┌──
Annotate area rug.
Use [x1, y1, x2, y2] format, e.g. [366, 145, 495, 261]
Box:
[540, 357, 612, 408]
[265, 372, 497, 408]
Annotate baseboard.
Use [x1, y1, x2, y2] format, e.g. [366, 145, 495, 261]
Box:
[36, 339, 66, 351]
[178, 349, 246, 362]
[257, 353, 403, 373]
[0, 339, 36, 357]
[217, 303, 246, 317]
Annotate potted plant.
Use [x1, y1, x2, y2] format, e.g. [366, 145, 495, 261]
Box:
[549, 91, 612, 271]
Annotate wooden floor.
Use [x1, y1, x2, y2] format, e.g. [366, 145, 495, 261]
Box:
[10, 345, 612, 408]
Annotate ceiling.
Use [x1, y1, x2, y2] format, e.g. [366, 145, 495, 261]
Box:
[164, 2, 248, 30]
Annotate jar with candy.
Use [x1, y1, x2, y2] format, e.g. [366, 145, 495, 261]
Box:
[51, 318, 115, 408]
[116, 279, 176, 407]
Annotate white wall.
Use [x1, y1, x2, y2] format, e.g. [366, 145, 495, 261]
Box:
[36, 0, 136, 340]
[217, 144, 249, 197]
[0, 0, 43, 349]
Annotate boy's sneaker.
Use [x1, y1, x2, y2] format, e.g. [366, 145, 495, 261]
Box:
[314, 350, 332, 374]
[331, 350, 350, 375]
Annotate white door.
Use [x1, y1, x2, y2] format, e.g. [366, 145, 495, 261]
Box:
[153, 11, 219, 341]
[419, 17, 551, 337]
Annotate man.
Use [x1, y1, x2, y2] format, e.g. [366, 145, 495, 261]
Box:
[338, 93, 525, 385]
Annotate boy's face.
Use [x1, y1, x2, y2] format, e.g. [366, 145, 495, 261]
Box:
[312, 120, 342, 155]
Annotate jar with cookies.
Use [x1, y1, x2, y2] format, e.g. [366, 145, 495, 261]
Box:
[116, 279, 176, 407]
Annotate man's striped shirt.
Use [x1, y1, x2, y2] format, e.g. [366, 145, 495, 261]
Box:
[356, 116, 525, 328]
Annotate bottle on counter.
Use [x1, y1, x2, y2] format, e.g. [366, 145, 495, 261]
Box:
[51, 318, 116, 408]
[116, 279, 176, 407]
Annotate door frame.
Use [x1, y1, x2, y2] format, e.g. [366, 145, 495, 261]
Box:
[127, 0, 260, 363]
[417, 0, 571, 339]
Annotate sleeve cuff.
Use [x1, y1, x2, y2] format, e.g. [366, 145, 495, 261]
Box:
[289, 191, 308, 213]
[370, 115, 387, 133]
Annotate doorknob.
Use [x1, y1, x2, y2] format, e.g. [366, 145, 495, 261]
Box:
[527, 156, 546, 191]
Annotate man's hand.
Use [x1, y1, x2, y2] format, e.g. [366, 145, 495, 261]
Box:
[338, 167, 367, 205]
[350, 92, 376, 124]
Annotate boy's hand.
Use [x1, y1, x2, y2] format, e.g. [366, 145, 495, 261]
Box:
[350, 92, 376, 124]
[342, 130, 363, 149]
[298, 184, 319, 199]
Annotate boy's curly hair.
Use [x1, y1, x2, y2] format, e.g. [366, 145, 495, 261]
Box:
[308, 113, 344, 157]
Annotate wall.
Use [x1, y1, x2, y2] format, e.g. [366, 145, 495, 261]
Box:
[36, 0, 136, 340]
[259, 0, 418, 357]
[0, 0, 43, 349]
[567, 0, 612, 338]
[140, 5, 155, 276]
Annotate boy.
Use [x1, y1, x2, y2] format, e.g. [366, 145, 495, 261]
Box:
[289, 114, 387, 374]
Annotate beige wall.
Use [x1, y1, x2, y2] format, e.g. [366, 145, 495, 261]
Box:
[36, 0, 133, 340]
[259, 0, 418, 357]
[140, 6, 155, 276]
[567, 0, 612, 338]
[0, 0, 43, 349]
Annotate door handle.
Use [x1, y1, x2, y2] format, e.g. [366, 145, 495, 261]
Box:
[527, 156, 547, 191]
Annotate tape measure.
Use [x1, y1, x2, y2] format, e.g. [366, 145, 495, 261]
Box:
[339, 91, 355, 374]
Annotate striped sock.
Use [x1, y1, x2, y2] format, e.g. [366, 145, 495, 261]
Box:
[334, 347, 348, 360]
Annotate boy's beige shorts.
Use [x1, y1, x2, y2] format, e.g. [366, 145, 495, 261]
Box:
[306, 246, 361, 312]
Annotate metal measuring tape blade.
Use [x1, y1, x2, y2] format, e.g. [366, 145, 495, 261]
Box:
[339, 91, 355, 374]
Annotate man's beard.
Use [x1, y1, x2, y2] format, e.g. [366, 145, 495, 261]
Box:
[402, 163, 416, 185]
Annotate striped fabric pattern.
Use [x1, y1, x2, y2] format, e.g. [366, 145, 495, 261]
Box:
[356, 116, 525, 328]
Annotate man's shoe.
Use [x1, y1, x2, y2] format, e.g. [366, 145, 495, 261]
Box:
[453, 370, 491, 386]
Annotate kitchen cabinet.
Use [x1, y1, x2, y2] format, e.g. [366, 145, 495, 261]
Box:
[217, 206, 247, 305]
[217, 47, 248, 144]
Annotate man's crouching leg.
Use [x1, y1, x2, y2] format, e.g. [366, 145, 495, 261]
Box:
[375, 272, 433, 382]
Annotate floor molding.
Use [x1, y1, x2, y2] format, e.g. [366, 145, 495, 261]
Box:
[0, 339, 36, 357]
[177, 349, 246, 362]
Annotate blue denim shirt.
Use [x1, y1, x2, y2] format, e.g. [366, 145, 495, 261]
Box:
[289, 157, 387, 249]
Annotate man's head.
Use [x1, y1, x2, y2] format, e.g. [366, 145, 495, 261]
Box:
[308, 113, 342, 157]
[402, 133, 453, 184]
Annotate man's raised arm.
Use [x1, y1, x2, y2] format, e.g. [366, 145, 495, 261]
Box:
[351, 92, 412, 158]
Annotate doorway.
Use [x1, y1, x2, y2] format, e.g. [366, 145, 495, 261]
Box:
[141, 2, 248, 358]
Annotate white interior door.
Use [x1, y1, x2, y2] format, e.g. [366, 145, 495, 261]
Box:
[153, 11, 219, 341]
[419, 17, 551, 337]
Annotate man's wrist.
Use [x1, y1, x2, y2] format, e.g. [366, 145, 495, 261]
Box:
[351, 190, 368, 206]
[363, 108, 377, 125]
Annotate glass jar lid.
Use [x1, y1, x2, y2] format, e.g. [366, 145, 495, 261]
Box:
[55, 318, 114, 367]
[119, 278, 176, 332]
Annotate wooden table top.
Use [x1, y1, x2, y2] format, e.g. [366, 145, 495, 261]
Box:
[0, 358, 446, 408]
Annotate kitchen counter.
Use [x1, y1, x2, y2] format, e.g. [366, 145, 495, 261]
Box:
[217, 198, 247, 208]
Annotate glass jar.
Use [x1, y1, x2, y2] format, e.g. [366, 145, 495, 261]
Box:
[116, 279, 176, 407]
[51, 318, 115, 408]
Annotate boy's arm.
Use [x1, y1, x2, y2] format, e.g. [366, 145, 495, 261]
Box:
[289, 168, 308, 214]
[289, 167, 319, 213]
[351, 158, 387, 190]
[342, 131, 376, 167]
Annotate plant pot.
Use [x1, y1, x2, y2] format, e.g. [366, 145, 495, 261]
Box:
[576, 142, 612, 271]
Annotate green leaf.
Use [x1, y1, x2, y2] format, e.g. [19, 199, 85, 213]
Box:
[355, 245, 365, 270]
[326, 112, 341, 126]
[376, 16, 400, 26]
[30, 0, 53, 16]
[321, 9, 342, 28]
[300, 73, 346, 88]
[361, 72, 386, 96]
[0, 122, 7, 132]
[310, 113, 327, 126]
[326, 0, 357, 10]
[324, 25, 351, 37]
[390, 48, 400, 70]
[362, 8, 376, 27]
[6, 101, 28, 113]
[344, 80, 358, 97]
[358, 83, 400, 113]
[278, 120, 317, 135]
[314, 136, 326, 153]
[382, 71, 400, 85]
└──
**EXERCISE AIM**
Transcribe the items verbatim, beginning with the first line of the items and continuing through the line containing "[10, 345, 612, 408]", both included.

**ANSWER FOR THIS EXERCISE**
Annotate area rug.
Use [x1, y1, x2, y2] format, e.g. [366, 145, 495, 261]
Box:
[540, 357, 612, 408]
[265, 372, 497, 408]
Annotate baseboard.
Use [x1, y1, x2, y2] format, e.g. [366, 145, 495, 261]
Box:
[36, 339, 66, 351]
[178, 349, 246, 362]
[257, 353, 403, 373]
[0, 339, 36, 357]
[217, 303, 246, 317]
Annotate potted plant.
Use [x1, y1, x2, y2] format, e.g. [366, 145, 495, 261]
Box:
[549, 91, 612, 271]
Annotate wooden floor.
Use [x1, y1, x2, y2] format, e.g. [366, 145, 495, 261]
Box:
[10, 345, 612, 408]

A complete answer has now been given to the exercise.